START EXCERPT
RAND to Lead Research Team Probing Adequacy of Standards for Electronic Drug Prescriptions
For Release
Wednesday
January 18, 2006
A coalition led by the RAND Corporation has been selected by federal officials to conduct pilot tests of electronic drug prescribing technology designed to help eliminate paper prescriptions and improve patient care.
The $1.85 million project will evaluate standards for electronic prescribing proposed by the U.S. Department of Health and Human Services (HHS) for transmitting prescriptions and related information electronically between doctors, pharmacies and prescription drug plans.
The RAND-led effort will evaluate experiences with electronic prescribing among 1,000 physicians who are participating in an e-prescribing an initiative created by Horizon Blue Cross Blue Shield of New Jersey.
“We will be evaluating a number of standards designed to safeguard patients' health and to improve the efficiency of the prescribing process,” said Dr. Douglas Bell, a RAND researcher and principal investigator of the project. “By testing whether the proposed standards deliver on this promise, we will help HHS and Congress decide whether these standards should be required for e-prescribing under the new Medicare prescription drug benefit.”
The evaluation will take place within the New Jersey E-Prescribing Action Coalition. The industry-academic partnership involves RAND Health, Horizon Blue Cross Blue Shield of New Jersey and the e-prescribing vendors AllScripts, Caremark iScribe, and InstantDx. Other partners are: the electronic prescribing information exchange companies RxHub and SureScripts; Caremark's mail-order pharmacy; Walgreen's retail pharmacies; the University of Medicine and Dentistry of New Jersey; and Point of Care Partners, a consulting group that has led standards development efforts for electronic prescribing.
END EXCERPT
START DATASET CONTENT
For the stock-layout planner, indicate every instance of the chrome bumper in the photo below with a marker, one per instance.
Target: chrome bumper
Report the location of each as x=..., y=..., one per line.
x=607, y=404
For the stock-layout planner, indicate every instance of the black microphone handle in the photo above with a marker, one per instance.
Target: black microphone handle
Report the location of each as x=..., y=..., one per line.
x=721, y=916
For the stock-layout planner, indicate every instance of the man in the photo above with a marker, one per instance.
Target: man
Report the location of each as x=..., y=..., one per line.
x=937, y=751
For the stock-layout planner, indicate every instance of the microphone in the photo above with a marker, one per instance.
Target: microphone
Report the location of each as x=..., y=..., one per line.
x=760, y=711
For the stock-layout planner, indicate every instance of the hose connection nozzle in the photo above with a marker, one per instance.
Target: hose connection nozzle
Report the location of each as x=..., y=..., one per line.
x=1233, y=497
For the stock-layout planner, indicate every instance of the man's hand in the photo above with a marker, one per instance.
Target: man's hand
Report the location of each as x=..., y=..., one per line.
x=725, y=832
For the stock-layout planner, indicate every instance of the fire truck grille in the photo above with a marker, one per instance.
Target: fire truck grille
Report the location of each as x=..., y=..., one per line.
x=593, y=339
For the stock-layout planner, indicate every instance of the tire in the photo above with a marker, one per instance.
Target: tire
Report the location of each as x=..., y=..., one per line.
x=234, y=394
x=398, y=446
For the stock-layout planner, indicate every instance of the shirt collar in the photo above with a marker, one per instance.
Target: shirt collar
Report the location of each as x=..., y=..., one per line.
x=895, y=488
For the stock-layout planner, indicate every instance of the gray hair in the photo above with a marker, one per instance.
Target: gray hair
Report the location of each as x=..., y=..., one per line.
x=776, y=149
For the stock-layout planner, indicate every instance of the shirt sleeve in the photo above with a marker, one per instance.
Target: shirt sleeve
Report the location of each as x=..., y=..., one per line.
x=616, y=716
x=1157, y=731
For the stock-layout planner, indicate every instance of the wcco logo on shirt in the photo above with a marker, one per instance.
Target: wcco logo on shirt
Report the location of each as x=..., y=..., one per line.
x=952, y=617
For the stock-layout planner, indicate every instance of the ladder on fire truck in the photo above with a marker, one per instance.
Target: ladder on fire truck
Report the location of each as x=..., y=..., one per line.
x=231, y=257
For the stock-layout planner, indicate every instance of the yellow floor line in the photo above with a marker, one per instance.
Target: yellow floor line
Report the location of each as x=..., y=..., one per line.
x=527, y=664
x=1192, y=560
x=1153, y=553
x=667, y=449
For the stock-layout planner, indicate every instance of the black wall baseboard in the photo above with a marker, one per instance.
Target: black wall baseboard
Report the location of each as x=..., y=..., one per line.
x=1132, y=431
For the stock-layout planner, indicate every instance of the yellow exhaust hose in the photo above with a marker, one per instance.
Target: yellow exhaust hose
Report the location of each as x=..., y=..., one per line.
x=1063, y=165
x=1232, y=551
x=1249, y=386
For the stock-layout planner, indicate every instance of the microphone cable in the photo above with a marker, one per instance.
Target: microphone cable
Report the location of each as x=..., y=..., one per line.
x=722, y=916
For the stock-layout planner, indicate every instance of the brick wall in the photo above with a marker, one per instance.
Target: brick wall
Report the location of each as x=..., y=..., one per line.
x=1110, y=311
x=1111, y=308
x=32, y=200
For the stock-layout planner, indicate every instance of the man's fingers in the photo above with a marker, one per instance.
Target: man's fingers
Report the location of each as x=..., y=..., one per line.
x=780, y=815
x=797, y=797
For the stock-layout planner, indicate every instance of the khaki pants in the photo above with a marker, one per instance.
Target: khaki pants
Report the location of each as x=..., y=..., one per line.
END DATASET CONTENT
* PROMPT 1:
Please repeat the e-prescribing announcement between "RAND to Lead" and "improve patient care.", inclusive, swapping "pilot tests" for "field trials".
* PROMPT 2:
Pick up the e-prescribing announcement after its last sentence and keep writing it.

* TASK RESPONSE 1:
RAND to Lead Research Team Probing Adequacy of Standards for Electronic Drug Prescriptions
For Release
Wednesday
January 18, 2006
A coalition led by the RAND Corporation has been selected by federal officials to conduct field trials of electronic drug prescribing technology designed to help eliminate paper prescriptions and improve patient care.

* TASK RESPONSE 2:
Standards that the project will evaluate include those for transmitting patient medication histories, lists of drugs covered by insurance companies, and benefit information. In addition, the effort will evaluate standards for informing prescribers when a prescription is filled, obtaining prior authorization for certain medications from insurance plans, standardizing patient instructions and other technical issues.
The standards may improve patient care and reduce medication errors by simplifying the review of patient drug histories and by standardizing patient instructions, among other things.
The project is supported by a cooperative agreement with the U.S. Agency for Healthcare Research and Quality as part of an effort to test e-prescribing standards proposed for Medicare. The new Medicare Part D drug plan for seniors encourages physicians to transmit new prescription and refill requests electronically.
RAND Health is the nation's largest independent health policy research program, with a broad research portfolio that focuses on health care quality, costs and delivery, among other topics.